TASK.
Each line of the entries that contains the word "parked" adds one. Reply with the resulting number only.

(Stored items)
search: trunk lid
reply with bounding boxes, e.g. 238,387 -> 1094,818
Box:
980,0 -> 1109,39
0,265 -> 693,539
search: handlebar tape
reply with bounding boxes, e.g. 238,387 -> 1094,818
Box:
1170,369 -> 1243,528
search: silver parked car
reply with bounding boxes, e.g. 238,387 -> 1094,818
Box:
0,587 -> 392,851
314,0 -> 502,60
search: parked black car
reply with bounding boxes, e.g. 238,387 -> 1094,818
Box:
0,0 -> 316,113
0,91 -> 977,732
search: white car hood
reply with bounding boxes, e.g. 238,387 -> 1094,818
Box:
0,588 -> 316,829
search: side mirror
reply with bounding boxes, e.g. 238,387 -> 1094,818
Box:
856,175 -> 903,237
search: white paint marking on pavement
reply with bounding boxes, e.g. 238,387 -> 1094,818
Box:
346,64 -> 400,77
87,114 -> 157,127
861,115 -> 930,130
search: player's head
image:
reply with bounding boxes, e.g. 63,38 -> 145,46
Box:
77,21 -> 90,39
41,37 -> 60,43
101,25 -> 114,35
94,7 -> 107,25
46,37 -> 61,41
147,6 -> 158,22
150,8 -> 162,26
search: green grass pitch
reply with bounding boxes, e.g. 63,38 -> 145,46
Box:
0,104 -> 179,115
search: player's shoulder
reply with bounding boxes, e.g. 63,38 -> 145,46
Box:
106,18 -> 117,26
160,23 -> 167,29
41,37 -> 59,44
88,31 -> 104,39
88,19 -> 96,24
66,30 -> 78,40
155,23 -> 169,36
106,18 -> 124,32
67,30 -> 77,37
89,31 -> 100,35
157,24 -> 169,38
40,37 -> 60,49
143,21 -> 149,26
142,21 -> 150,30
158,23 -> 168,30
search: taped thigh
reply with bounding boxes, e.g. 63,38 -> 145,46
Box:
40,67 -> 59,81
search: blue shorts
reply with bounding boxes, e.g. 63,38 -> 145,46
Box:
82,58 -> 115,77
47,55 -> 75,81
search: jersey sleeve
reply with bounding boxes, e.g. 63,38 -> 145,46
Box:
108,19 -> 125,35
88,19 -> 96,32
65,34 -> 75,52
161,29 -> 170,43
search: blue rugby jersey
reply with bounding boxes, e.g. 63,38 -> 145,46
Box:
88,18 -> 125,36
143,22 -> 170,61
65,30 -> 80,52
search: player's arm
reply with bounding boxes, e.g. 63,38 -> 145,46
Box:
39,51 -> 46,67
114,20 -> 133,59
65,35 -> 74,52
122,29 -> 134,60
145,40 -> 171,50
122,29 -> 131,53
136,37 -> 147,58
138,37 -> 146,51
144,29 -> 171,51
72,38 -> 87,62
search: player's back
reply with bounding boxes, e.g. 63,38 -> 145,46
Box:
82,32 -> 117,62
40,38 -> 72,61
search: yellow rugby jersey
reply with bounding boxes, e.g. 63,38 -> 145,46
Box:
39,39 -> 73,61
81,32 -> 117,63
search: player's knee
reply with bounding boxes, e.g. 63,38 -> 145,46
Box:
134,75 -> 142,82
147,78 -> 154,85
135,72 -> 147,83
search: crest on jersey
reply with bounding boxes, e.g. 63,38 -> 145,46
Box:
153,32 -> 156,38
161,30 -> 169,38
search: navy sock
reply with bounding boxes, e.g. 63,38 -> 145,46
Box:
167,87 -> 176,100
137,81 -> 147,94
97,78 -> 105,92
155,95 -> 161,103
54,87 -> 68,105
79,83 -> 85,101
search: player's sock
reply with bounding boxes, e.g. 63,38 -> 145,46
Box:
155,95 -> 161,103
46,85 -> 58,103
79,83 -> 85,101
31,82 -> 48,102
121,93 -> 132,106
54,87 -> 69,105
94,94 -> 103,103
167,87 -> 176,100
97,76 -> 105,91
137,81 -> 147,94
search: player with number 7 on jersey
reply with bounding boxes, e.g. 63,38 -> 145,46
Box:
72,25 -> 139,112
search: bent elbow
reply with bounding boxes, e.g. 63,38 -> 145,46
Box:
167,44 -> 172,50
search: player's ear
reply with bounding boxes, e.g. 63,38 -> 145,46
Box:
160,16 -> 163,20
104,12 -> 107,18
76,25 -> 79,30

SOLVED PROBLEM.
2